*Problem*. Please rewrite every line of the entries below, requests included, scaling each point coordinate in the answers by 1.25 and rounding to whole numbers, with halves rounded up. Leave the pictures out of your answer.
═══ Exercise material
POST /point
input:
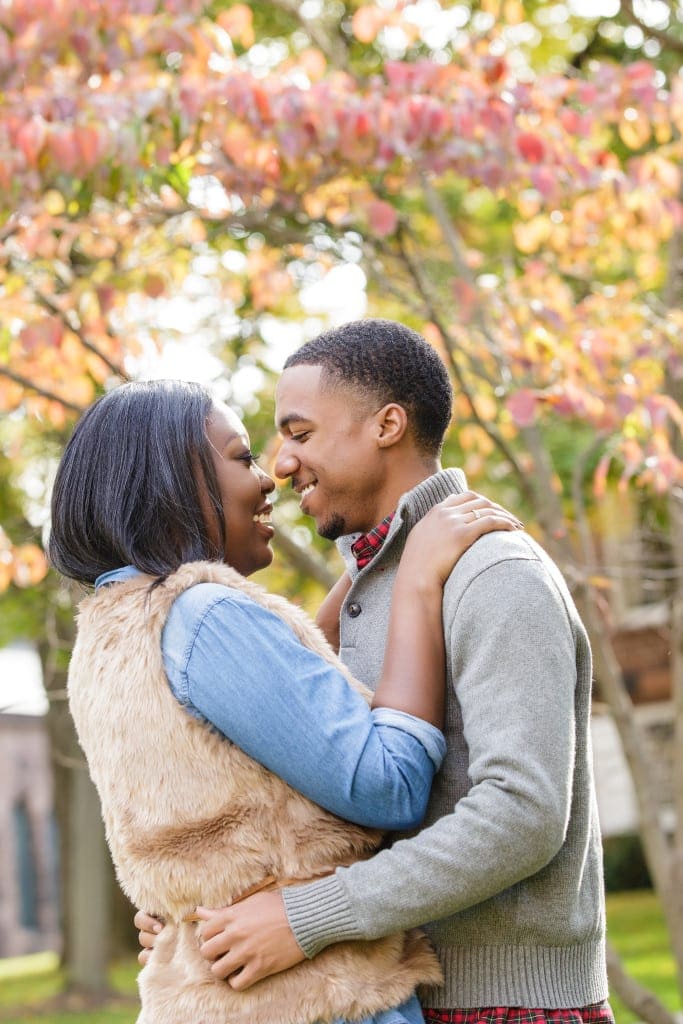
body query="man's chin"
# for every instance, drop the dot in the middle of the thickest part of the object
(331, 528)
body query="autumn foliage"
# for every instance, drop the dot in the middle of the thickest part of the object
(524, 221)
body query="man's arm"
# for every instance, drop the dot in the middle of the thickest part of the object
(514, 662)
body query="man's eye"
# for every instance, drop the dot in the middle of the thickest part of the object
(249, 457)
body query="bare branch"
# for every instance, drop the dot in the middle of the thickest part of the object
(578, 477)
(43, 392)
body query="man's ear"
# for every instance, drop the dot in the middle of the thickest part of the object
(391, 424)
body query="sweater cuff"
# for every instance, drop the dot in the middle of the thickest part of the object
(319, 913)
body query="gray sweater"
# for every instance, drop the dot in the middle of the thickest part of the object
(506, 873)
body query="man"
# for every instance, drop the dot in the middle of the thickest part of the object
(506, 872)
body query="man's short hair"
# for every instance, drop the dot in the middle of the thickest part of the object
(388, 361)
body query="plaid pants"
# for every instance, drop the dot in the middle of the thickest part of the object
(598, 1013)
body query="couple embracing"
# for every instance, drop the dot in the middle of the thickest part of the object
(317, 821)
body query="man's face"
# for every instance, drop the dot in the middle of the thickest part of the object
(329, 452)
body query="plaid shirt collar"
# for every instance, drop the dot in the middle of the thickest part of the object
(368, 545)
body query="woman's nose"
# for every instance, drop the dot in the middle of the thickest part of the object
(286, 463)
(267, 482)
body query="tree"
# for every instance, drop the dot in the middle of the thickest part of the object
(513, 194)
══════
*The answer*.
POST /point
input:
body query="man's chin"
# for every instance, drop the dot in the middle of the thickest part of the object
(414, 660)
body query="autumn foliage"
# for every instance, drop the dot in the middle of the thickest part of the object
(655, 276)
body query="man's arm"
# for every instance, drop the dot in the middle of the thickest part of the object
(643, 828)
body query="man's eye"
# for every instance, drop the dot in the middle of the thickest part of the object
(311, 571)
body query="bare branch"
# for every instance, drop the dot in the middle of the thickest part of the object
(723, 596)
(54, 490)
body query="man's ear"
# for every instance, drop the dot in the middle of the thickest part of the object
(489, 530)
body query="sweater cuff"
# for every instance, drop the dot in the middle of the thickest part of the object
(399, 1141)
body query="gray sweater"
# for every instance, drop the dot in the middle of the thickest part of the object
(633, 1091)
body query="man"
# for every instance, drop the dot in the middle of the thickest part of the object
(633, 1090)
body query="man's short hair"
# for every instance, drop the dot in the middle of the thickest part of the object
(485, 451)
body query="plaid pants"
# for every instance, drop the dot in the middle of the thickest part of the object
(748, 1266)
body query="couple embracing"
# for every instance, drop the dot in the middle of the thickest part of the object
(396, 1026)
body query="man's face"
# for every instance, drop the dot in the middle of the thickest part of the object
(411, 565)
body query="plaid shirt collar"
# for every instance, drop the dot in the middle of the thickest part of the object
(460, 681)
body query="woman's nose"
# for every instance, drop the dot in the middle of the thickest part of the object
(358, 579)
(334, 603)
body query="tree"
# for every instance, drop the dot in the middle of the thickest part of the object
(641, 243)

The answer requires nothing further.